- [Aim]
Output all of the data below exactly as given.

* begin *

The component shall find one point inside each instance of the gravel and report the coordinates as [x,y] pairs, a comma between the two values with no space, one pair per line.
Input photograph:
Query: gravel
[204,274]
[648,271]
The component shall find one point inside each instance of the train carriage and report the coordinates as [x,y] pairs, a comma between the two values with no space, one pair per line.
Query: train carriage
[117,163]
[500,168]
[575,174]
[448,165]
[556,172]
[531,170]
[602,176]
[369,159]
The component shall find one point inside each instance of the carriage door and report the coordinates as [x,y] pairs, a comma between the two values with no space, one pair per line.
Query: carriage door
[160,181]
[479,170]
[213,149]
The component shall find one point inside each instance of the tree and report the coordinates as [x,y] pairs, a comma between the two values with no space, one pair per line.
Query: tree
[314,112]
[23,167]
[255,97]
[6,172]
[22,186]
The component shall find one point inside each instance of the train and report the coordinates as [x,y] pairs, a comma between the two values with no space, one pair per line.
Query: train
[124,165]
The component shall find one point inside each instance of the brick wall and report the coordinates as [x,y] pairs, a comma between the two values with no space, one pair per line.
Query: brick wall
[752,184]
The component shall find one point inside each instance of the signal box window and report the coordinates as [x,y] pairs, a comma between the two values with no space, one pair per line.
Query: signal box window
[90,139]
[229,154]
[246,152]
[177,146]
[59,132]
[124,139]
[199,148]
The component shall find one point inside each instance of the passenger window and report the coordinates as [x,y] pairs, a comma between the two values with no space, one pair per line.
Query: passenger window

* end *

- [Result of the exercise]
The component shall find one point inside each instance of the gravel and report the coordinates as [x,y] pairs, a comma between the two values with no space, one pair per line.
Input photograph:
Query: gravel
[204,274]
[648,271]
The component shall find one point inside each instance of the train carriage and report the coordinates as [x,y] pairs, a comma between the two values with no space, one pair per line.
Query: train carriage
[117,163]
[500,168]
[575,174]
[448,165]
[556,172]
[531,170]
[602,176]
[369,159]
The component shall find one point inside each instance of the carriage door and report the coordinates as [x,y] pairs, a comma between the two values with no space, one pair per line.
Query: carriage door
[160,181]
[479,170]
[213,149]
The component shall find one point inside each instance of the tree and report the coordinates as [x,y] pairs, a comma between the two values with no space, one pair per line.
Query: tree
[314,112]
[23,167]
[255,97]
[6,172]
[22,186]
The component shall find one point inside each instance of the train and report the coordinates as [x,y] pairs, a comma between the two values with no space, one pair per line.
Query: train
[124,165]
The component shall find one point inside each instance of the brick wall and report the coordinates as [x,y] pairs, a comma between the two values with no space, one pair per line.
Query: brick wall
[752,184]
The component shall find one point inside each instance of the signal box window and report the coordinates as [x,y] pairs, a comma between the two values with no space, one pair per line.
Query: signal box window
[90,139]
[229,154]
[246,152]
[177,146]
[59,132]
[124,139]
[199,148]
The component shall find one point inside each instance of the passenger window and report the coordinates as [x,y] pairs, a comma between the two values with no space, one pair per line.
Query: passenger window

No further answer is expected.